*Short problem:* Update the data below by changing each "sneaker" to "shoe" and keeping everything else the same.

[start Dataset entries]

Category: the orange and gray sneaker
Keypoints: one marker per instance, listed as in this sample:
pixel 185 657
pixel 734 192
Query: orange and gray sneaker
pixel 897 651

[end Dataset entries]

*Expected answer:*
Category: the orange and gray shoe
Keypoints: one marker per instance, listed as in this sample:
pixel 185 657
pixel 734 192
Query: orange and gray shoe
pixel 897 651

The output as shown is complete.